TO BE DONE ▸
A. Name each province that, according to the opinion piece about Ontario joining the gun buyback court challenge, filed a notice of intervention on May 19.
B. Pick up the opinion piece about Ontario joining the gun buyback court challenge and continue it from its last sentence.

DOCUMENT ▸
Opinion. Ontario has moved from the useful clip to the court record.

That is the story under Brian Lilley's May 26 Toronto Sun column about the Ford government joining the court challenge to the federal gun buyback. The docket proves it happened.

On May 19, the Supreme Court of Canada file for Canadian Coalition for Firearm Rights, et al. v. Attorney General of Canada lists a notice of intervention respecting a constitutional question filed by the Attorney General of Ontario. Alberta and Saskatchewan filed similar intervention notices the same day.

The docket does less than victory and more than noise. The Court has yet to rule, Ontario remains an intervener, and owners still face the October calendar.

As Holdover argued in Ford said the easy part out loud, Ford's line that Ottawa was aiming at the wrong people was useful politics. Ontario's intervention is different. It puts the province's name into the legal file.

A filing is different from a clip

The lawful Canadian owner lives under enough ceremony to make the "unregulated gun owner" caricature look ridiculous. The Canadian PAL pathway is not casual. Licence. Storage. Transport. Cases. Range sign-in. Transfer checks. The small habits of being visible inside the system.

PROVIDED DATA ▸

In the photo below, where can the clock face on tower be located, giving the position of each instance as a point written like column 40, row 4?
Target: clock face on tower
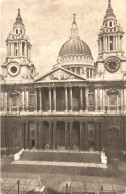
column 112, row 64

ANSWERS FOR THE TASKS ▸
A. Ontario, Alberta, Saskatchewan

B.
I think about that every time the policy conversation pretends licensed owners are a shadow population. At the range, the owner is not invisible. He is usually the easiest person in the public-safety file to find, check, tax, delay, email, threaten, and blame.

That is why provincial intervention matters. It says Ontario has decided the legal mechanism deserves argument at the country's highest court.

An abstract Supreme Court docket entry with Ontario represented as a non-readable filing mark.
The useful clip became something more serious when Ontario entered the court record.

The question is bigger than compensation

The Supreme Court case is not only about whether the federal government should write cheques.

The court's own summary says the May 1, 2020 regulations, SOR/2020-96, effectively prohibited more than 1,500 firearms that had previously been legal for licensed ownership and use. The challenges were dismissed in Federal Court and at the Federal Court of Appeal. On March 19, 2026, the Supreme Court granted leave to appeal in the CCFR matter and companion cases.

The legal question reaches into Criminal Code section 117.15. That provision lets the Governor in Council make firearms regulations, but subsection (2) contains a restriction: Cabinet may not prescribe something as prohibited or restricted if, in Cabinet's opinion, it is reasonable for use in Canada for hunting or sporting purposes.

That is the hinge.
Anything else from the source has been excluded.